[Parts of the exercise]
[a] How would you shorten the paragraph that begins "IDC predicts that global shipments" in the AI glasses text into a brief list of its key figures?
[b] Could you carry the AI glasses text forward, writing what follows its final sentence?
— begin Text shown —
According to Wellsenn's forecast, global shipments of AI smart glasses will surpass 4 million units in 2025. With more players entering the market and decreasing AI prices, the consumer market is poised to open up.
From technological infancy to the pivotal moment of market explosion
AI glasses are rapidly entering the public eye and various industries, transitioning from "tech demos" to "productivity tools" and becoming a new hotspot in the tech world.
At the market level, there is an explosion in demand for both consumer-grade and industrial-grade AI glasses.
IDC predicts that global shipments of AI glasses will reach 12.8 million units in 2025, marking a year-on-year growth of 26%. Among them, China's AI glasses market is anticipated to ship 2.8 million units in 2025, with a year-on-year growth rate of up to 107%.
AI-empowered AR glasses companies have become new favorites of capital, with cumulative financing exceeding 1.5 billion yuan in the first half of 2024.
Among them, LeTV Innovation announced the completion of its B+ and B++ rounds of financing in September 2024, jointly invested by Jiaxing Nanhu Keying, Jiaxing Nanhu Jiaxin Chuanghe, Wuxi Huikai Zhenghe, and Wuxi Huishan Science and Innovation.
The company's financing funds will primarily be used for AI+AR technology research and development, as well as the expansion of production and research manufacturing bases; to date, LeTV Innovation's total financing in the past six months has exceeded 500 million yuan.
From the perspective of the secondary market, domestic investors remain optimistic about the AI-empowered AR glasses sector.
Additionally, cost is a significant focus in AR glasses development.
Meta's Orion costs over $10,000, but due to the gradual maturity of technology, the cost of some AR glasses components is decreasing, with prices of key components falling by nearly 30%, paving the way for further market explosion.
However, whether from the consumer market's perspective or that of the supply chain and application ecosystem, the AR market as a whole is still in its early stages.
The current AR market lacks a mature industrial chain, hardware standards, and software ecosystem.
Currently, the content ecosystem for consumer-grade AR glasses is insufficient and far from comparable to that of smartphones, and there has yet to be an application-side breakout hit.
Consequently, products with inadequate ecosystems are bound to become idle on the user side, while manufacturers struggle to establish effective business models due to poor customer feedback, creating a vicious cycle.
Moreover, the content ecosystem cannot solely rely on AR glasses manufacturers for development but also necessitates collaborative construction by partners across various industries, which is not a quick fix and highlights the importance of industrial chain construction for the industry's sustained upward trajectory.
Simultaneously, limited by speech recognition, image recognition, and augmented reality technologies, AR glasses' application scenarios are primarily concentrated in gaming, movie watching, etc.
Statistics from the Guanyan Tianxia Data Center reveal that among consumer-side applications of AR glasses in China, gaming accounts for 35%, live streaming of movies and TV shows for 32%, and travel and social shopping for 33%.
— end Text shown —
— begin Data provided —
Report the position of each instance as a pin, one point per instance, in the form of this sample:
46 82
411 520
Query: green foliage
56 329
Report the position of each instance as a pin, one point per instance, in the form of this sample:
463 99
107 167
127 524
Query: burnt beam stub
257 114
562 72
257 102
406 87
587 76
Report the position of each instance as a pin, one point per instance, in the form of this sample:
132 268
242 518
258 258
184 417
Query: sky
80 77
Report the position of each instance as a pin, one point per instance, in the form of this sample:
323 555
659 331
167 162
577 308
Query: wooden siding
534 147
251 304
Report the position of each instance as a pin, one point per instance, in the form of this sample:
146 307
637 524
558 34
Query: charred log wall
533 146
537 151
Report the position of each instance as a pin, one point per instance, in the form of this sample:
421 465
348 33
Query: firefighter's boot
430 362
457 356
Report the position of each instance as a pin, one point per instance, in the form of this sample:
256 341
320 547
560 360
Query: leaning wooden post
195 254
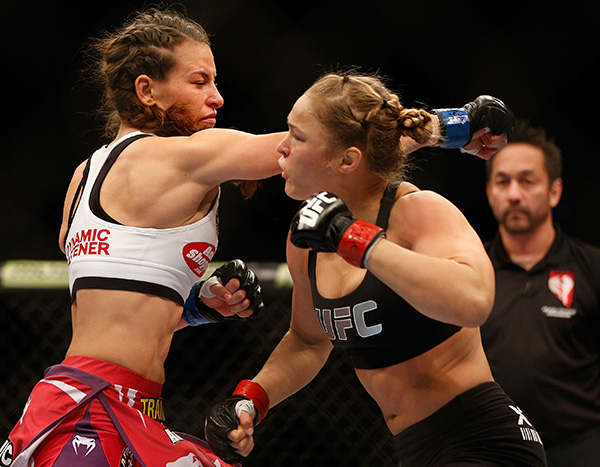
— end Data provided —
[Answers]
[a]
- Global AI glasses shipments in 2025: 12.8 million units (IDC forecast), up 26% year on year
- China's AI glasses shipments in 2025: 2.8 million units, up as much as 107% year on year

[b]
These three types of application scenarios are not irreplaceable, and consumer-grade AR glasses still lack a compelling demand to support them.
As a result, the XR field has always grappled with the challenge of genuine demand.
Entrepreneurs are overly eager for the "ultimate solution," hoping to become the next Apple with a single product that offers multiple functionalities; however, the accumulation of features leads to excessive product weight and high prices, with the tipping point yet to arrive, resulting in the opposite effect. Thus, the AR glasses industry still experiences a false boom.
However, compared to past years, practitioners no longer seem to be gazing at the stars and indulging in the vast sea of technology but have begun to traverse the "valley of death" of innovation by starting with niche scenarios and leveraging continuous iteration.
"Hundred-glasses war" under the scrutiny of giants
The increasing entry of companies into the AI glasses field has intensified market competition, propelled rapid technological development, and driven continuous product innovation, sparking a fierce "hundred-glasses war."
Abroad, Apple's Vision Pro 2 is poised for mass production, while Meta has collaborated with Ray-Ban to launch a new product priced in the thousand-yuan range. Domestically, companies like INMO, LeTV, and Rokid are engaged in fierce competition, while tech giants such as Huawei, Xiaomi, and Baidu are also paying close attention and actively participating.
BOCI International once compared Meta's first-generation AR glasses, expected to launch in 2025, to the iPhone 1 in the smartphone era.
By 2027, Apple's first AR glasses may propel the entire industry into a new phase of rapid development, akin to the impact of the iPhone 4 in its time.
Simultaneously, domestic manufacturers face challenges from international giants Meta and Snap.
Snap released the new generation of Spectacles AR glasses, Spectacles '24, in September 2024, primarily targeting developers with a paid model of $99 per month for one year.
Spectacles '24 employs waveguide + LCoS optics, offering a FOV of 46°, PPD of 37, equipped with 4 tracking cameras, supporting the Snap spatial engine, powered by dual Qualcomm Snapdragon processors, with a single continuous usage time of 45 minutes, pre-installed with Snap OS, supporting gesture recognition and voice input, and weighing approximately 226g.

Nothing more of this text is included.